Ok, not something I'd normally do, but here goes.

 

Pretty much my whole life I've felt different from everyone around me. Like I couldn't relate. Like there was something wrong with me that I couldn't put my finger on.

 

From an early age, I began to realise that I felt and thought differently to the majority of other males in my life.

 

Notiably;

-Disinterest in most pass times enjoyed by men (fishing, organised sport, cars, sleeping around)

-Far more female friends than male ones

-Deeply emotional

-Easily moved by emotional situations (ie Movies, Stories, Peoples pain)

-Easily hurt emotionally

-Highly aware of my emotions (sometimes more than my thoughts)

-Natual desire to communicate, talk about feelings etc

-Artistic, with musical and writing talents

 

As a result of the above, all throughout my life I've had people mock my sensitive nature, calling me "Gay" or "Queer".

 

In the past, I tried to take an object appraisal of the claims, given that I do appear to share a lot of qualities one might find in a gay male. I thought "Maybe I am gay and am just repressed or something. I mean, all these people can't think I'm gay for no reason right?"

 

The thing is, I'm not attracted to men. Not even a little. I see other men as either friends or competition. I've never had "warm fuzzy feelings" for a another man. I even tried looking at gay porn to see if I'd feel anything. I don't feel "disgust".. but I'm not turned on either.

 

On the other hand, I've experienced increditable highs of joy and attraction with women in my life.. but rarely. I think there's only been twice in my life when I've met a women who made me "feel" something.

 

So.. best as I can tell, dispite being highly intune with my emotions.. I'm not gay.

 

The thing is, as a result of my nature I feel isolated from almost all the men in my life. I just struggle to relate to them. Other men appear to "think" so much differently to the way I do that I struggle to fit in.

 

I do a reasonable good job of shielding my emotional nature a lot of the time, but this ends up making me seem withdrawn or volatile.

 

As a defense mechanism, I've developed manarisms that make me appear much more agressive and unapproachable than I am.

 

Other men appear to pickup on this, because when ever I try to make new male friends, sooner or later I appear to be shunned (uninvited to things etc).

 

I feel sometimes like I exist between worlds. That I appear to think like a women a lot of the time, dispite being male. No, I don't think I *am* a woman in a man's body or anything. I'm happy being male. Well, with my approximation of it anyways.

 

I'm not really sure what I'm trying to achieve with this post. I suppose I'd like to hear that I'm not the only person to feels this way. I try to be "Ok" with who and what I am.. but it's hard when I feel so disconnected.

• • •

■ WRITTEN PROBLEM 1 ■
Translate this sentence from the post about feeling different from other men into Spanish: "I'm not really sure what I'm trying to achieve with this post."
■ WRITTEN PROBLEM 2 ■
Proceed with the post about feeling different from other men, writing on from its final sentence.
The data that comes next was taken from a separate source.

Data items

• • •

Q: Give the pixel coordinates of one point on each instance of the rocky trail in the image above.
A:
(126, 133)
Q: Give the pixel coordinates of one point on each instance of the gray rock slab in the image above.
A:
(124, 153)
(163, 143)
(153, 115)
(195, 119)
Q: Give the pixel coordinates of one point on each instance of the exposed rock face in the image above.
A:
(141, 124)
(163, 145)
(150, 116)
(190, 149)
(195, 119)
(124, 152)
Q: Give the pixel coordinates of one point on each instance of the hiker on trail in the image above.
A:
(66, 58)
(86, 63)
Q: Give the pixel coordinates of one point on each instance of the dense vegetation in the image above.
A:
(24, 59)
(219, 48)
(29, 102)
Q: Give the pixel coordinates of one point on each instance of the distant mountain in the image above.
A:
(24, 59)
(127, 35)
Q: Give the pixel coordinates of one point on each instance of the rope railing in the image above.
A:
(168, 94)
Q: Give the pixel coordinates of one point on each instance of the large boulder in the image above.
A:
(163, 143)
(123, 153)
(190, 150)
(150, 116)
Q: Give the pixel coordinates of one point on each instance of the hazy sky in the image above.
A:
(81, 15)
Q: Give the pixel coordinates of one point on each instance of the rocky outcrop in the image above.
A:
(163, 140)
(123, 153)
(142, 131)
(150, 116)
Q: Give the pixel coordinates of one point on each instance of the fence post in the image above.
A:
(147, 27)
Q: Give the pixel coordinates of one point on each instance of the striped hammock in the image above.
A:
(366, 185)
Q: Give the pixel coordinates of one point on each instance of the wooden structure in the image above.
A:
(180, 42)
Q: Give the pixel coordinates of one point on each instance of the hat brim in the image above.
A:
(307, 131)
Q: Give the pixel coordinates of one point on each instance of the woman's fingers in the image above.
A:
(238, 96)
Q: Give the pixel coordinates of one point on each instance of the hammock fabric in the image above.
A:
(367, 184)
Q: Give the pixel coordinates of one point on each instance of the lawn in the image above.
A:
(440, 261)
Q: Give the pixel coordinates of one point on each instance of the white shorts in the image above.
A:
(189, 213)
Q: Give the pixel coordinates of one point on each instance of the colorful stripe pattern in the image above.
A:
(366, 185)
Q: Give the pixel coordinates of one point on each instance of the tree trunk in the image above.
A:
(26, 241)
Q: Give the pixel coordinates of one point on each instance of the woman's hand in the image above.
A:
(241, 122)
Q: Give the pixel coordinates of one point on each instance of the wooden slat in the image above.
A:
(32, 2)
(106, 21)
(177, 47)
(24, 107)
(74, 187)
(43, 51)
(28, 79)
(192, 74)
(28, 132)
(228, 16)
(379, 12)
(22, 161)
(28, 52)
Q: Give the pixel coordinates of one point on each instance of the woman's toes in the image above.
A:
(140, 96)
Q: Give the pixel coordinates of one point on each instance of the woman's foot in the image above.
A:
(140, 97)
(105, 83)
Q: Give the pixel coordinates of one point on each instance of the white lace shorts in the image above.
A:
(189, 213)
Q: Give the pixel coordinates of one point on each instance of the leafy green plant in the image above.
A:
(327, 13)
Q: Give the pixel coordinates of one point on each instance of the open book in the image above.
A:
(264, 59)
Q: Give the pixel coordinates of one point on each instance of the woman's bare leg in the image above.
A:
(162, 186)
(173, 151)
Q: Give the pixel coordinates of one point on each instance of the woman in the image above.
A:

• • •

■ TASK ANSWER 1 ■
No estoy muy seguro de qué intento lograr con esta publicación.

■ TASK ANSWER 2 ■
 

I wish I could relate better with other men. It doesn't seem right for me to have the number of female friends I do.. or to be as emotional as I am.

 

It's lonely feeling different from everyone around me.

Posted

Neowulf. Dude. Continue to believe in yourself and live your life.

 

I don't get into ALL the guy hobbies as well. I don't sleep around on my wife. I used to hunt but since I returned from Iraq, I never want to fire another weapon as long as I live, so I no longer hunt. Some guy's do not understand these two details about me. I'm like, it's ok for you to not understand or agree with me but I do expect you to let me be how I am without pressure. If not, have a nice life.

 

It's ok to be how you are. Keep it up and someday I get the feeling that some young lady is going to consider herself very fourtnate to have found you.

 

Good luck.

  • Author
Posted
Neowulf. Dude. Continue to believe in yourself and live your life.

 

I don't get into ALL the guy hobbies as well. I don't sleep around on my wife. I used to hunt but since I returned from Iraq, I never want to fire another weapon as long as I live, so I no longer hunt. Some guy's do not understand these two details about me. I'm like, it's ok for you to not understand or agree with me but I do expect you to let me be how I am without pressure. If not, have a nice life.

 

It's ok to be how you are. Keep it up and someday I get the feeling that some young lady is going to consider herself very fourtnate to have found you.

 

Good luck.

 

Thank you for the kind words Jeff. Thanks for taking the time to write.

Posted

I feel the same way. Whenever it starts to get to me, I read this quote by Salman Rushdie from his book The Ground Beneath Her Feet. It always puts things into perspective (for me anyway).

 

 

"For a long while I have believed...that in every generation there are a few souls, call them lucky or cursed, who are simply born not belonging, who come into the world semi-detached, if you like, without strong affiliation to family or location or nation or race; that there may even be millions, billions of such souls, as many non-belongers as belongers, perhaps; that, in sum, the phenomenon may be as "natural" a manifestation of human nature as its opposite, but one that has been mostly frustrated, throughout human history, by lack of opportunity.

 

And not only by that: for those who value stability, who fear transience, uncertainty, change, have erected powerful system of stigmas and taboos against rootlessness, that disruptive, anti-social force, so that we mostly conform, we pretend to be motivated by loyalties and solidarities we do not really feel, we hide our secret identities beneath the false skins of those identities which bear the belongers' seal of approval.

 

But the truth leaks out in our dreams...: alone in our beds (because we are alone at night, even if we do not sleep by ourselves), we soar, we fly, we flee. And in the waking dreams our societies permit, in our myths, our arts, our songs, we celebrate the non-belongers, the different ones, the outlaws, the freaks.

 

What we forbid ourselves, we pay good money to watch, in a playhouse or movie theatre, or to read about between the secret covers of a book. Our libraries, our palaces of entertainment tell the truth. The tramp, the assassin, the rebel, the thief, the mutant, the outcast, the delinquent, the devil, the sinner, the traveller, the gangster, the runner, the mask: if we did not recognize in them our least-fulfilled needs, we would not invent them over and over again, in every place, in every language, in every time."

  • Author
Posted
I feel the same way. Whenever it starts to get to me, I read this quote by Salman Rushdie from his book The Ground Beneath Her Feet. It always puts things into perspective (for me anyway).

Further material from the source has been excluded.